▸ **Set problem A**
From the code review discussion, extract the passage starting at "I'm going to" and ending at "be practically revised.".

▸ **Document text**
I don't understand why you are checking in new unreachable code. There is no reason to change the unreachable code! You can remove it if you like, or leave it in if you don't want to deal with that right now, but please don't check in new untestable code!

> +        if (newChild->inDocument())
> +            document()->adoptNode(newChild, ec);
> +        else {
> +            for (Node* node = newChild; node; node = node->traverseNextNode(newChild))
> +                node->setDocument(document());
> +        }

It's kind of irritating that adoptNode has an out argument of an exception. Is there really any possibility of an exception here? I'd prefer to see this refactored so we aren't calling our external entry point here. adoptNode would only be the external entry point.

I also don't understand exactly why, if newChild returns false to inDocument, adoptNode can't be called. Can't a node with inDocument returning false nonetheless be visible to JavaScript? If so, then doesn't it have to work if the JavaScript calls adoptNode on it?

> +    if (newChild->document() != document()) {
> +        if (newChild->inDocument())
> +            document()->adoptNode(newChild, ec);
> +        else {
> +            for (Node* node = newChild; node; node = node->traverseNextNode(newChild))
> +                node->setDocument(document());
> +        }
> +    }

Quite inelegant to have this code repeated twice. The right way to handle that is to have an inline function called in both places.

I don’t see the pattern of where you could just call adoptNode and where you needed to do more work.

The test cases don't seem to cover all the code paths. You tested each function, but there's the inDocument and non-inDocument cases, so we'd need at least two tests for each of those call sites.

I'm going to say review+, but I think there should be more test cases, and better factoring of the code to have a truly great fix here.
Comment 8 Ojan Vafai 2010-08-30 12:25:03 PDT
(In reply to comment #7)
> Change seems worthwhile. But we ought to do better than calling this a "willful violation of the spec". We should bring this up in the appropriate forum and get the specifications fixed. Unless the specification in question is moribund and can't be practically revised.

I've sent an email to www-dom, but I'm skeptical we could get this changed without putting a significant effort into this. This spec has been in the W3C recommendation state since 2004 and, as far as I know, does not currently have an active editor. http://www.w3.org/TR/DOM-Level-3-Core/

> > +    // FIXME: Remove this code. Given the above check that the element owns this attribute.

▸ **Working data**
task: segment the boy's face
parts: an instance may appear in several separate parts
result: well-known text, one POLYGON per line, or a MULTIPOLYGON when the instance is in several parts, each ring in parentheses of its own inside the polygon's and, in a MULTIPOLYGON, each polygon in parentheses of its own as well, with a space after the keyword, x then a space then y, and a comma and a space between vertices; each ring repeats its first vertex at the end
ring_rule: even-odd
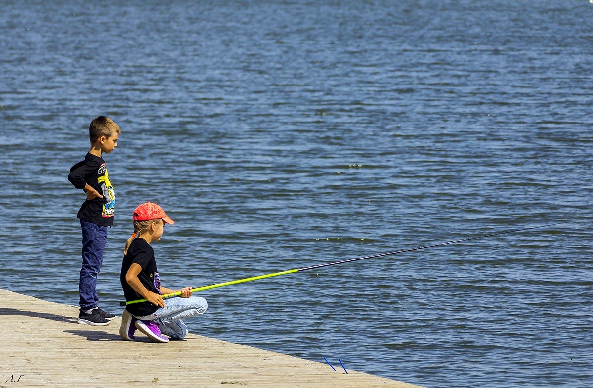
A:
POLYGON ((105 136, 101 138, 101 150, 107 154, 113 151, 117 147, 118 136, 118 133, 112 133, 109 138, 105 136))

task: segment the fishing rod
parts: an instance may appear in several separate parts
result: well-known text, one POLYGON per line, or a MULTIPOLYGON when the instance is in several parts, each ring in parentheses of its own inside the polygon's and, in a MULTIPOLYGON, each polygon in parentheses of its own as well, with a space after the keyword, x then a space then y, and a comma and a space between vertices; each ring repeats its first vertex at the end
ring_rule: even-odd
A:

▸ **Set problem B**
Convert every line of the image-labeling listing into a JSON list of strings, one string per line, and skip blank lines. Leave out the pictures.

▸ **Written answer A**
I'm going to say review+, but I think there should be more test cases, and better factoring of the code to have a truly great fix here.
Comment 8 Ojan Vafai 2010-08-30 12:25:03 PDT
(In reply to comment #7)
> Change seems worthwhile. But we ought to do better than calling this a "willful violation of the spec". We should bring this up in the appropriate forum and get the specifications fixed. Unless the specification in question is moribund and can't be practically revised.

▸ **Written answer B**
[
  "task: segment the boy's face",
  "parts: an instance may appear in several separate parts",
  "result: well-known text, one POLYGON per line, or a MULTIPOLYGON when the instance is in several parts, each ring in parentheses of its own inside the polygon's and, in a MULTIPOLYGON, each polygon in parentheses of its own as well, with a space after the keyword, x then a space then y, and a comma and a space between vertices; each ring repeats its first vertex at the end",
  "ring_rule: even-odd",
  "A:",
  "POLYGON ((105 136, 101 138, 101 150, 107 154, 113 151, 117 147, 118 136, 118 133, 112 133, 109 138, 105 136))",
  "task: segment the fishing rod",
  "parts: an instance may appear in several separate parts",
  "result: well-known text, one POLYGON per line, or a MULTIPOLYGON when the instance is in several parts, each ring in parentheses of its own inside the polygon's and, in a MULTIPOLYGON, each polygon in parentheses of its own as well, with a space after the keyword, x then a space then y, and a comma and a space between vertices; each ring repeats its first vertex at the end",
  "ring_rule: even-odd",
  "A:"
]